Objetivo do exercício: Por favor, dê continuidade à reportagem sobre renda e pobreza nas regiões metropolitanas, começando logo após a última frase dela.

Trecho do documento:
********

No Nordeste, percentual chega a quase 40%

Em 12 das 22 regiões metropolitanas do país, o percentual de indivíduos vivendo em lares com rendimento per capita de no máximo R$ 303 ficou acima de 30%. As maiores proporções foram registrados nas regiões de João Pessoa (39,6%), Recife (39,4%) e de Maceió (37,3%), e as menores nas regiões de Goiânia (17,8%), Curitiba (16,8%) e Florianópolis (16,1%).

Veja no ranking abaixo:

O estudo estima em mais 80 milhões de brasileiros a população nas 22 principais regiões metropolitanas do país, o que significa aproximadamente 40% da população brasileira.

1,8 milhões de crianças em situação de vulnerabilidade

Outro dado ainda mais preocupante é que a taxa de crianças em situação de vulnerabilidade social nas metrópoles subiu para 29,2%, voltando a se aproximar do patamar próximo ao registrado no auge da pandemia: 32,2%.

No 1º trimestre de 2022, havia 1,8 milhões de crianças vivendo em lares com rendimentos do trabalho inferiores a ¼ do salário-mínimo per capita. "É um número maior que o da população total de Regiões Metropolitanas como Natal, João Pessoa, Maceió ou Florianópolis", destaca o relatório.
As famílias com rendimento domiciliar per capita abaixo de um quarto salário mínimo tendem a ter um número de crianças maior na composição a composição familiar. É um drama social principalmente por se tratar de crianças de até 5 anos, na medida em que a renda é fundamental para garantir condições de alimentação e desenvolvimento humano e cognitivo. Estamos comprometendo uma geração, com consequências mais adiante no processo de entrada no mercado de trabalho", diz Ribeiro.

Renda média da população renova mínima histórica

Segundo o estudo, a média de rendimentos nas metrópoles manteve o movimento de queda no início de 2022, atingindo nova mínima de toda a série histórica iniciada em 2012, com o valor de R$ 1.405,73. Na comparação com a situação pré-pandemia (1º trimestre de 2020), o encolhimento é de 10,8%.

O rendimento médio dos 10% mais ricos também caiu de R$ 6.587 no final de 2021 para R$ 6.402 no 1º trimestre. Já a renda dos 50% intermediários ficou praticamente estável, em R$ 1.359 – com todos os extratos ganhando menos que o patamar pré-Covid.

********

Trechos de um conjunto de dados:
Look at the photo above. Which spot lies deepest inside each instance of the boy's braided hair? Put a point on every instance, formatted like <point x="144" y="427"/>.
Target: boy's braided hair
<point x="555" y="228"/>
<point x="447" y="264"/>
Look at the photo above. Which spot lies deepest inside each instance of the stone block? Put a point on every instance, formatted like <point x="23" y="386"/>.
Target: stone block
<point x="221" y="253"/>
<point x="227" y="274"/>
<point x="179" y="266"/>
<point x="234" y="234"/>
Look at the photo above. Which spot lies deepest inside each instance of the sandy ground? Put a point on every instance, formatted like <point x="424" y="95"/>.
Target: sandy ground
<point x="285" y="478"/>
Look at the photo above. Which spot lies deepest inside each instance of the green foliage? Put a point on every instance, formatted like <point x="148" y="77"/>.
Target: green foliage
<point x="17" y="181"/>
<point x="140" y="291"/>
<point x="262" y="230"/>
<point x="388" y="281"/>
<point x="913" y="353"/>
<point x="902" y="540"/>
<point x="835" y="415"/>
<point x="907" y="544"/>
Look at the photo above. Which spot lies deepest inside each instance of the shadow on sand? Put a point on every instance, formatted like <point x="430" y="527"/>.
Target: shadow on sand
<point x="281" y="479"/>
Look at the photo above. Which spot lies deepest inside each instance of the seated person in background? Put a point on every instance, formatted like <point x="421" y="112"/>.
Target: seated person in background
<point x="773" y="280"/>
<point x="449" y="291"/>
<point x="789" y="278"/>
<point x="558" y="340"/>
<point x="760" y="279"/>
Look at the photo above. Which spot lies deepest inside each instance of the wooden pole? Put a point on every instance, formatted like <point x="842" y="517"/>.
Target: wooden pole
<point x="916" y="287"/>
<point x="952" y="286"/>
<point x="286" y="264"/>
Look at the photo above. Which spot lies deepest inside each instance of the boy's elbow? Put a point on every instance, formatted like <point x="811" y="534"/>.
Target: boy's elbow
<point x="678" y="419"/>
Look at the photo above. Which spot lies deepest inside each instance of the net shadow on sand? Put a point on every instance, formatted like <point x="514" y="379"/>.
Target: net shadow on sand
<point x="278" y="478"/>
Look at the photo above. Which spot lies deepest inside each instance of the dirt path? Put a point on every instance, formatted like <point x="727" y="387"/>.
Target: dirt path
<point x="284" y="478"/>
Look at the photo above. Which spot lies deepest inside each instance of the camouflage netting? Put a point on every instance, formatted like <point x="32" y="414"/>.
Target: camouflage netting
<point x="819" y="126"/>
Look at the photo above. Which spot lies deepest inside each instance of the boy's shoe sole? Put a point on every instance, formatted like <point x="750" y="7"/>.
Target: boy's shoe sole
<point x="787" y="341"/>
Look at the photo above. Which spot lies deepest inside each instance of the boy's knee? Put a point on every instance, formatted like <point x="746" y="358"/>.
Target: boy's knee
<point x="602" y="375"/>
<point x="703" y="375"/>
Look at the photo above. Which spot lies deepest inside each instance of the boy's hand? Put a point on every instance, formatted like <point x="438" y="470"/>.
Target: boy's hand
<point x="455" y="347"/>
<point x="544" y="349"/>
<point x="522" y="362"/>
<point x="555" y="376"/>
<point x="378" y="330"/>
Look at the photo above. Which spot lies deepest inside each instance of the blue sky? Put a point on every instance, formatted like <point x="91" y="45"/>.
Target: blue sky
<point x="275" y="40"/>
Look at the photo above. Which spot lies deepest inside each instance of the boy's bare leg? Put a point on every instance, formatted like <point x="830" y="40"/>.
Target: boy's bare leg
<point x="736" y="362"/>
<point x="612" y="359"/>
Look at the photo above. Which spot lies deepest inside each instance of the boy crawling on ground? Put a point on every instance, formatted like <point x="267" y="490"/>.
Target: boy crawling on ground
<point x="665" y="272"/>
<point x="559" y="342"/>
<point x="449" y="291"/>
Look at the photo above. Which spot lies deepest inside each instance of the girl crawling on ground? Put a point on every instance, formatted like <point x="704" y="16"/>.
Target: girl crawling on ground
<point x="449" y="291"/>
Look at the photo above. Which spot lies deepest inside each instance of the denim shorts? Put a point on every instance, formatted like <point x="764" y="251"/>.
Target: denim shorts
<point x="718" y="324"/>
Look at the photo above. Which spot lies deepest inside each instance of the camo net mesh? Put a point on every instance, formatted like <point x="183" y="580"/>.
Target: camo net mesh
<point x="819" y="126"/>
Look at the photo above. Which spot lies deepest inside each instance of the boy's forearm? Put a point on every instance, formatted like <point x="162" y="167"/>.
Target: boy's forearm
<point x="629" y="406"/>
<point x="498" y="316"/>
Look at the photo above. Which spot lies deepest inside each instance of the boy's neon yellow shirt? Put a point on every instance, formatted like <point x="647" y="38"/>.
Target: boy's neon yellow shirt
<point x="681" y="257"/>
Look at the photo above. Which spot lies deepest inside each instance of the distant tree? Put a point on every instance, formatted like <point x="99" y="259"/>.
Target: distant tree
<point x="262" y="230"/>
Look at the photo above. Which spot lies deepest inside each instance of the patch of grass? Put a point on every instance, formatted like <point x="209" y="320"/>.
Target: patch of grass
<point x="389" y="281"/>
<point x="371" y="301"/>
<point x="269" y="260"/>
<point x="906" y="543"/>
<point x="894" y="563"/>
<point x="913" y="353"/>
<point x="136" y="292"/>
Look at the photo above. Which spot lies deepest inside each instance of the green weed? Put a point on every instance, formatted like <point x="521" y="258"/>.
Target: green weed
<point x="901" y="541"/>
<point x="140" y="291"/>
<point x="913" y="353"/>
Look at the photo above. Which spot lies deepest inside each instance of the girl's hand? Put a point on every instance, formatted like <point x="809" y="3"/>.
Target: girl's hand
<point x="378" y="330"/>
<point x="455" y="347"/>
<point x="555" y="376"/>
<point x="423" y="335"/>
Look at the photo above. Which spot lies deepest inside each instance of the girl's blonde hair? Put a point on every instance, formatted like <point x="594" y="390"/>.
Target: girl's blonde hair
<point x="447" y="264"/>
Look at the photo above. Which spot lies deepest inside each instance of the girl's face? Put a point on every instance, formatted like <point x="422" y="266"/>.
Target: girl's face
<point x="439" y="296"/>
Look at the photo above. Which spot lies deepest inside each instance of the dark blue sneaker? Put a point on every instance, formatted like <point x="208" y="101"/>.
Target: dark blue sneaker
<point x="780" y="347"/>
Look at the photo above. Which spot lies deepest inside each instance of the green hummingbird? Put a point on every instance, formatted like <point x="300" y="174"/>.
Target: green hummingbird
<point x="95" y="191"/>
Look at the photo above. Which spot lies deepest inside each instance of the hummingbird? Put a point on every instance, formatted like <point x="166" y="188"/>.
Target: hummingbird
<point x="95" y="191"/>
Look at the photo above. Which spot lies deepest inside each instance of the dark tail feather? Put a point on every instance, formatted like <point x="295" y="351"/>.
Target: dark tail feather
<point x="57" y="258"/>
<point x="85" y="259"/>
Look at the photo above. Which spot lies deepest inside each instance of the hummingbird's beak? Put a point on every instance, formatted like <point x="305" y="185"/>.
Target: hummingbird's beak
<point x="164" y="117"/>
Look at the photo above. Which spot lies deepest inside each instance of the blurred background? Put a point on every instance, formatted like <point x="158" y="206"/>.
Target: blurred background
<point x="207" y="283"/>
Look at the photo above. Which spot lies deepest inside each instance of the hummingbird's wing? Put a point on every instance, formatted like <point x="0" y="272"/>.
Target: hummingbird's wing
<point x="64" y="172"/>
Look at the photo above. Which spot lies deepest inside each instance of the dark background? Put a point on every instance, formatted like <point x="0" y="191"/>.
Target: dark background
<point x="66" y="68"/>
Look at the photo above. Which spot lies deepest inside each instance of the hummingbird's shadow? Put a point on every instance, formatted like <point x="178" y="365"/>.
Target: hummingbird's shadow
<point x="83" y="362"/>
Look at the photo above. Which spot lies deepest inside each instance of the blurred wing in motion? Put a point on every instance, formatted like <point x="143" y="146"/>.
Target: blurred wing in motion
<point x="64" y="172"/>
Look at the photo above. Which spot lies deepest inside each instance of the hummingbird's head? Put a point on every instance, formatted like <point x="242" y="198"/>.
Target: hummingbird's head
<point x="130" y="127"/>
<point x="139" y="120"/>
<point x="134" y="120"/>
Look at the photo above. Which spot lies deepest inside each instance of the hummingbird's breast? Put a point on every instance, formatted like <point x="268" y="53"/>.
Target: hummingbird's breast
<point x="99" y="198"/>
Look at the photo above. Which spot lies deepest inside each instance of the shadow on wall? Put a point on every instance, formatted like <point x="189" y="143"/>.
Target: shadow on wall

********

Resposta ao exercício:
Segundo os pesquisadores, a queda da renda dos trabalhadores é explicada principalmente pela inflação persistente e por uma recuperação ainda lenta do mercado de trabalho, baseada na abertura de vagas de baixa remuneração e geralmente na informalidade.

Andre Salata, professor da PUC-RS e outro coordenador do estudo, explica que, em termos nominais, ou seja, desconsiderando a inflação, houve aumento de 1,98% da renda média geral e de 0,58% na renda média dos mais pobres no último trimestre. "Ou seja, em um cenário hipotético de inflação zerada, o poder de compra da população como um todo, incluindo os mais pobres, estaria aumentando", afirma.

Vale lembrar, entretanto, que a renda média dos 40% mais pobres já vinha caindo antes mesmo da chegada da pandemia. Na máxima da série histórica, no final de 2013, chegou a R$ 343, mas ainda estava em R$ 286 antes da chegada da crise trazida pelo coronavírus. No começo de 2000, na fase mais aguda da pandemia, desabou para R$ 190 e, após 5 trimestres de alta, recuou para o patamar de R$ 240 no 1º trimestre deste ano.

"Nos últimos trimestre a recuperação tem sido muito lenta, e agora a gente tem uma nova queda. A situação é dramática porque é também uma uma empobrecimento de longa duração, e isso traz consequências sociais terríveis, porque as famílias vão queimando recursos para poder sobreviver nesse período, e essa agonia não passa", afirma o professor da PUC-RS.

O estudo destaca ainda que a desigualdade de renda nas metrópoles permaneceu no 1º trimestre em patamares alarmantes: os 10% mais ricos ganharam, em média, 28,8 vezes mais que os 40% mais pobres.

Em razão da renda média dos mais ricos ter recuado com uma taxa ligeiramente maior, a desigualdade medida através do coeficiente de Gini – que varia de 0 até 1, sendo mais alta quanto maior for a desigualdade – recuou para 0,595 no 1º trimestre, conta 0,602 no 4º trimestre, retomando o patamar pré-pandemia.

"Uma redução das desigualdades onde todos perdem não pode ser comemorada como aumento da equidade social", resume Salata.